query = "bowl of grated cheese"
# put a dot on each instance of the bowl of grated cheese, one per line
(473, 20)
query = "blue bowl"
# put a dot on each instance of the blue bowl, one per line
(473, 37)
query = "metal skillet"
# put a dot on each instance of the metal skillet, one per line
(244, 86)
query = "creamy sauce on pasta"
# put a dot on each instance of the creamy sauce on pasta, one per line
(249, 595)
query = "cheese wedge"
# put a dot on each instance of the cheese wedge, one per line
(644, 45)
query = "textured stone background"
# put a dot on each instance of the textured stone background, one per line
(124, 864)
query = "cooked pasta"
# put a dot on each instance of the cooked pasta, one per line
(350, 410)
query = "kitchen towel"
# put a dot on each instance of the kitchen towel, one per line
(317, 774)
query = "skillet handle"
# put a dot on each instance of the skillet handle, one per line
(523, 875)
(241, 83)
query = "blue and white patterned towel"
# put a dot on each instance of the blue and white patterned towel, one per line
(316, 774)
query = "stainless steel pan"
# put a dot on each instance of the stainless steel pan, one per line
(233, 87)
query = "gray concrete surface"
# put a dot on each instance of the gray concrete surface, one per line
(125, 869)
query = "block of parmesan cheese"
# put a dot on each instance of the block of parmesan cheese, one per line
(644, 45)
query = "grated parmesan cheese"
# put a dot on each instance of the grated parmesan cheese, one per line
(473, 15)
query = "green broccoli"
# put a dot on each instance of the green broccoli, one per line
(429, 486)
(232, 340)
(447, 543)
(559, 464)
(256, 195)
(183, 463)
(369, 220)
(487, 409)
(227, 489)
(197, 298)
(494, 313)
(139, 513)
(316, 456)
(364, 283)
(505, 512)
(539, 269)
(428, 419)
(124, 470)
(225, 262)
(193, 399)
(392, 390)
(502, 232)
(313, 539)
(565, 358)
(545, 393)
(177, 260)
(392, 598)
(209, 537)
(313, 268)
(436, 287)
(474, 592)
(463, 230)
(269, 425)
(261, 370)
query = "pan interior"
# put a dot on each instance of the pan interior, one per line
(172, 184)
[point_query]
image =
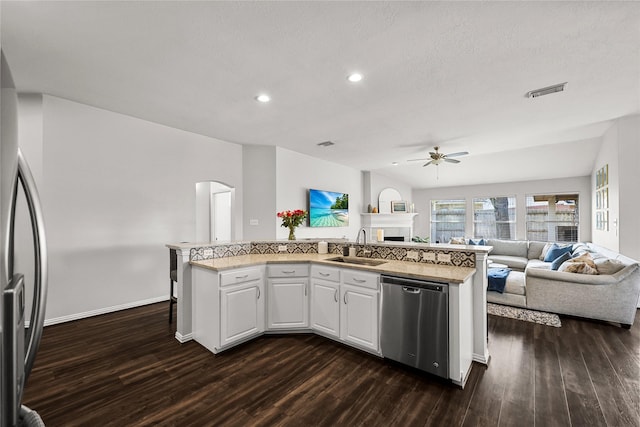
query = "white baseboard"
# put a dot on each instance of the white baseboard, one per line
(184, 338)
(84, 315)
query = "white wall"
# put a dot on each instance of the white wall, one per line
(115, 190)
(620, 150)
(297, 173)
(629, 204)
(259, 176)
(580, 185)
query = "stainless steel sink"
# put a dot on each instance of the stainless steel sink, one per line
(356, 260)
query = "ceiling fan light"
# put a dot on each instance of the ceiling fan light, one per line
(354, 77)
(545, 90)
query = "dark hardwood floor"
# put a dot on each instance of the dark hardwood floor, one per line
(126, 369)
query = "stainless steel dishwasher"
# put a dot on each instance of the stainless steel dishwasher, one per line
(415, 323)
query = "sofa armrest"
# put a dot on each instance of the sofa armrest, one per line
(586, 279)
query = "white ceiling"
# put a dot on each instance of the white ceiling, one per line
(452, 74)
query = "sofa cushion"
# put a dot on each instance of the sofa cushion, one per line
(583, 265)
(535, 249)
(515, 284)
(556, 263)
(608, 266)
(536, 263)
(548, 246)
(517, 263)
(555, 251)
(509, 247)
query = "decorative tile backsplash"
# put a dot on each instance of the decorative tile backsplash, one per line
(399, 253)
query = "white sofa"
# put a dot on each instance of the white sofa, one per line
(532, 284)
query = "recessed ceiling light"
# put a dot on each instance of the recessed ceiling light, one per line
(354, 77)
(325, 144)
(263, 97)
(545, 90)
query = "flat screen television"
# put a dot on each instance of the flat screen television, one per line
(328, 209)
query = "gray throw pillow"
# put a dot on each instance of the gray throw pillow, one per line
(608, 266)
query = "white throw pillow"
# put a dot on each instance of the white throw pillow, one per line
(582, 265)
(608, 266)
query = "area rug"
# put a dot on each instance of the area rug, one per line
(540, 317)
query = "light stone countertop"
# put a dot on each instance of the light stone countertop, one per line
(416, 270)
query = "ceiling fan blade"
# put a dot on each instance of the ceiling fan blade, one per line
(461, 153)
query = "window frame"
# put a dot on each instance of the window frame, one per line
(432, 222)
(575, 223)
(513, 223)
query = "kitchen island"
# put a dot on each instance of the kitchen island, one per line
(261, 269)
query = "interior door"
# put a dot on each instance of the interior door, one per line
(221, 216)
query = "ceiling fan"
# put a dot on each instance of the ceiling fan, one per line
(436, 158)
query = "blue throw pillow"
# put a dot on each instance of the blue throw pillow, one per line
(477, 242)
(555, 251)
(558, 261)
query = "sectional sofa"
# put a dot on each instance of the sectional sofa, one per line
(610, 295)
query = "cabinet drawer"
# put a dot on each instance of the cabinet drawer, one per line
(326, 273)
(288, 270)
(239, 276)
(359, 278)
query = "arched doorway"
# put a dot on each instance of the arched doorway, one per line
(215, 212)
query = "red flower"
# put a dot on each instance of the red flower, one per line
(292, 218)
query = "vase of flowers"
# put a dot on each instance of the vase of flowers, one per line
(292, 219)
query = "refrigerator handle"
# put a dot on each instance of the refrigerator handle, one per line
(36, 322)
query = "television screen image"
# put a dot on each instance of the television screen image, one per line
(328, 209)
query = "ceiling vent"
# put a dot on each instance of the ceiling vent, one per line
(545, 90)
(326, 144)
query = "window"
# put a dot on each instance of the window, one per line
(447, 219)
(494, 218)
(553, 217)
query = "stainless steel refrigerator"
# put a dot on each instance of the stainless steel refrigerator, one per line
(18, 343)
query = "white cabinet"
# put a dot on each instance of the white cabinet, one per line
(241, 311)
(325, 301)
(288, 296)
(228, 306)
(359, 313)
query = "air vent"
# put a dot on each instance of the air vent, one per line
(545, 90)
(326, 144)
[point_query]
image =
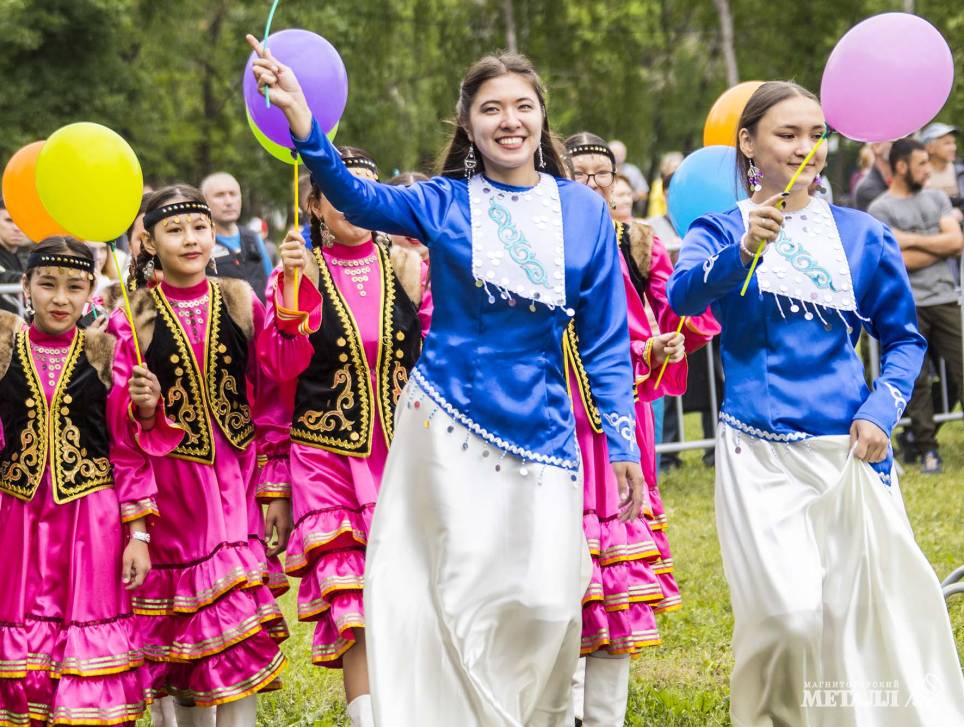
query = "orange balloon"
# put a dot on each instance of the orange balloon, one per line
(722, 122)
(21, 198)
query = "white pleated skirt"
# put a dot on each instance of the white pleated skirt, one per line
(476, 567)
(839, 619)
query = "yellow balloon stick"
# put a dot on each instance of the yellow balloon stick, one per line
(297, 270)
(127, 302)
(662, 369)
(782, 203)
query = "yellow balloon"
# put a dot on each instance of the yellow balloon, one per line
(90, 181)
(722, 121)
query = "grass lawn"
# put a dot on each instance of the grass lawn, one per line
(684, 682)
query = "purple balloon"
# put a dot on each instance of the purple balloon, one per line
(321, 73)
(886, 78)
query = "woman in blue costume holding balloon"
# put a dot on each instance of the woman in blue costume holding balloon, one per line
(476, 561)
(826, 581)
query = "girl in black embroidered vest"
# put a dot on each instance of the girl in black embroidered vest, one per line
(355, 322)
(207, 603)
(71, 476)
(633, 574)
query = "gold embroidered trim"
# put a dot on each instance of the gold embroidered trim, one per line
(354, 376)
(70, 459)
(187, 406)
(21, 474)
(233, 417)
(570, 349)
(386, 347)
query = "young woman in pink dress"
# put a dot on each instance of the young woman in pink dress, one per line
(209, 622)
(76, 495)
(357, 333)
(632, 566)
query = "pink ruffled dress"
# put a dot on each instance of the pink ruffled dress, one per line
(632, 565)
(697, 332)
(209, 623)
(333, 495)
(69, 652)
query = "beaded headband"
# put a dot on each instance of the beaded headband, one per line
(178, 208)
(46, 260)
(361, 163)
(592, 149)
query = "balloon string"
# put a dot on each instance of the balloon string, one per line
(782, 203)
(267, 30)
(127, 302)
(297, 270)
(662, 370)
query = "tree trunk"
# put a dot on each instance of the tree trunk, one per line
(726, 40)
(510, 38)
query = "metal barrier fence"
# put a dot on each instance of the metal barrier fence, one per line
(946, 414)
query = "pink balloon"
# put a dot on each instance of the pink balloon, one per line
(886, 78)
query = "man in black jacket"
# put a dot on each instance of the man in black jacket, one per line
(239, 252)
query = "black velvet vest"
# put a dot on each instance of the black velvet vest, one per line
(193, 400)
(335, 403)
(71, 432)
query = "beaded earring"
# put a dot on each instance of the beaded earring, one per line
(754, 176)
(470, 163)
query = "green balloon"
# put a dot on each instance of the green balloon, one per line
(281, 153)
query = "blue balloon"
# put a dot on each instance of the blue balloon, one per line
(706, 181)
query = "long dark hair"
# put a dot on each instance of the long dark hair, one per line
(317, 224)
(156, 200)
(406, 179)
(763, 99)
(452, 160)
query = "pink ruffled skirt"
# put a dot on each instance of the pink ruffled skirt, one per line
(209, 622)
(69, 652)
(630, 582)
(333, 497)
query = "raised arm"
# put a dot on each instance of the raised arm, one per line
(414, 211)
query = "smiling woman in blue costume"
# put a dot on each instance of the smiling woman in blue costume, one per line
(476, 560)
(826, 580)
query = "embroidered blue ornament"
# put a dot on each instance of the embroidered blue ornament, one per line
(517, 245)
(802, 261)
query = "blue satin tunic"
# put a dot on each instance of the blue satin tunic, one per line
(787, 377)
(493, 363)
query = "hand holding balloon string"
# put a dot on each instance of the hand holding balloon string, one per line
(779, 202)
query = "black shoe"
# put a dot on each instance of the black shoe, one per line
(931, 463)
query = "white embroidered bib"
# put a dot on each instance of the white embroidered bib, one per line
(517, 241)
(807, 263)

★ ★ ★ ★ ★ ★ ★

Gather every line of the rows above that contains the string "image", and copy each one out in full. Case counts.

Output ▸
image =
query = "television screen image"
# put a dot on each instance of the television screen image, one per line
image =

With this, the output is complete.